*Prompt 1:* According to the search guide, what kind of indexing does the search engine use for high performance?
*Prompt 2:* Carry on the NetApp Project Neo search guide, picking up after its last sentence.

*Document passage:*
┌──
Search
This guide covers the search capabilities in NetApp Project Neo, including full-text search across file content, named entity search, entity aggregation, and AI assistant integration via MCP.
Table of Contents
Full-Text Search
Endpoint: POST /api/v1/search
Full-text search queries the extracted content of all indexed files across one or more shares. The search engine uses database-native full-text indexing for high performance, returning ranked results with relevance scoring and content snippets.
└──
Stored rows from a collection:
┌──
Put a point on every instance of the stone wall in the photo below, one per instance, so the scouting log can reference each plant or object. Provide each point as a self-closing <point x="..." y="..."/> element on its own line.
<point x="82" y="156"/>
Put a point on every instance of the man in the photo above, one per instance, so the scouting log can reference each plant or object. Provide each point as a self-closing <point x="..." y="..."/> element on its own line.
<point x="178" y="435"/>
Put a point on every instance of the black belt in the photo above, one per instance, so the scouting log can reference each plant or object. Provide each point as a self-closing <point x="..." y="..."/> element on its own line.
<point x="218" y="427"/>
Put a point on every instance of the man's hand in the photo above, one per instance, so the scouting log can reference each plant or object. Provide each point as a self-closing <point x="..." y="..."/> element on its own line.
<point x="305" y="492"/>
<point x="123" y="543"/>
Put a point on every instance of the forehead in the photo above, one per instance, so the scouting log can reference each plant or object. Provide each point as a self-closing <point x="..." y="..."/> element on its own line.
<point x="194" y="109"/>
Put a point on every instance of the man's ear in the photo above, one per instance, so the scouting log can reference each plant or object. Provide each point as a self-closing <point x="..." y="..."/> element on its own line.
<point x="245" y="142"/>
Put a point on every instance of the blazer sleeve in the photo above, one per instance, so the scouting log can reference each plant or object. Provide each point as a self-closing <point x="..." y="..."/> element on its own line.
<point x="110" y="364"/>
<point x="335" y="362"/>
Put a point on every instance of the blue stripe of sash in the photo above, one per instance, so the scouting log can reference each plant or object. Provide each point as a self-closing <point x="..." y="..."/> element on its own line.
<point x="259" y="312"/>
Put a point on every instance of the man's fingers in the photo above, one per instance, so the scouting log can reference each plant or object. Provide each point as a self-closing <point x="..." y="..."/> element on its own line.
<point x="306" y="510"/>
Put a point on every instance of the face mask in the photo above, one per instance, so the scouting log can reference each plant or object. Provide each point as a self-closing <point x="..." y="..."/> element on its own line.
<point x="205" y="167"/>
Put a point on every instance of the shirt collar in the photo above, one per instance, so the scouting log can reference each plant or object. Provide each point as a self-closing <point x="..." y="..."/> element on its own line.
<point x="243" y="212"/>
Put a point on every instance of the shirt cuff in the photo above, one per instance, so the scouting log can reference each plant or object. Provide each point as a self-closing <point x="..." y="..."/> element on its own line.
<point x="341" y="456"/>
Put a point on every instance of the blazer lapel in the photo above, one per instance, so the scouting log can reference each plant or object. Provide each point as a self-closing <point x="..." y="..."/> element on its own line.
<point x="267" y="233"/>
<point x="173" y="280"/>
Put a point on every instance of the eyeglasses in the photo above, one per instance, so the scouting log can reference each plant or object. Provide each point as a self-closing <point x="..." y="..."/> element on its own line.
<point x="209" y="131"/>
└──
*Answer box 1:* It uses database-native full-text indexing.

*Answer box 2:*
Request Body
| Field | Type | Required | Default | Description |
|---|---|---|---|---|
query | string | Yes | -- | Search query (1-500 characters) |
share_ids | string[] | No | all shares | Restrict results to specific shares |
file_types | string[] | No | all types | Filter by file extension (e.g., pdf, docx, txt) |
modified_after | datetime | No | -- | Only files modified after this date |
modified_before | datetime | No | -- | Only files modified before this date |
page | integer | No | 1 | Page number (starting from 1) |
page_size | integer | No | 100 | Results per page (1-1000) |
sort_by | string | No | relevance | Sort by: relevance, modified_time, filename, size |
sort_order | string | No | desc | Sort order: asc or desc |
search_mode | string | No | natural | MySQL only: natural (OR-based) or boolean (AND-based) |
Example: Basic Search
curl -X POST http://localhost:8000/api/v1/search \
-H "Authorization: Bearer $TOKEN" \
-H "Content-Type: application/json" \
-d '{
"query": "quarterly revenue report"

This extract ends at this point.